* [DATA TO USE]
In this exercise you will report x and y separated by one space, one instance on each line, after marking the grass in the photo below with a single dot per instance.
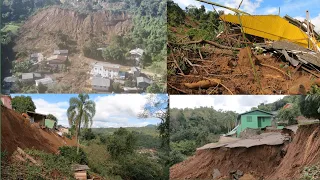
14 28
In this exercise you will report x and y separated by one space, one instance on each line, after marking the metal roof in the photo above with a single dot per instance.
144 79
98 81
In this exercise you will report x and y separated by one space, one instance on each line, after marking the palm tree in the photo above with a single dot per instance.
80 113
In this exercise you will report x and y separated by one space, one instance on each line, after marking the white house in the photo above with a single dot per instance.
105 70
136 54
45 81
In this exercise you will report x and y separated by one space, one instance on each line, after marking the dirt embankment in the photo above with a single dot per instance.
18 132
303 151
258 160
50 27
264 162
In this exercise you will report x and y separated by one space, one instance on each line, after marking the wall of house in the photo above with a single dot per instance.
6 101
265 121
99 88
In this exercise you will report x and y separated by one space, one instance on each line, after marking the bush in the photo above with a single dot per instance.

* [REQUIREMENT] Repeat the data above word for word, without pictures.

* [THE COMPLETED TASK]
In this exercise you will report x and y separated by one space, one instance on each line, after marking the grass in the photo below with a single dot per instance.
14 28
In this exercise you will report x and y separated by one space, one instance on each line, after marking the metal roof in the photo above with a single dot per instance.
144 79
98 81
In this exercise you will report x and y separated by one space, one instance on each line, after marking the palm tree in the photo above with a single dot per instance.
80 113
In this exercise you will report x and y separated by one space, one instance on each line, after marking the white house in the photo above with a single dot per instance.
105 70
136 54
45 81
In this exercise you will report x and y separated by one space, one instance on each line, after marking the dirt embankment in the photo above with a single dot per instance.
18 132
303 151
258 160
50 27
264 162
In this exercise you will report x and y separated by one space, one instance on each line, after marking the wall of house in the photo above with a single dot per instance.
6 101
265 121
99 88
In this exercise you will report x and y separated by one space, one instance on each line, after marking the bush in the photo above with a single dot per instance.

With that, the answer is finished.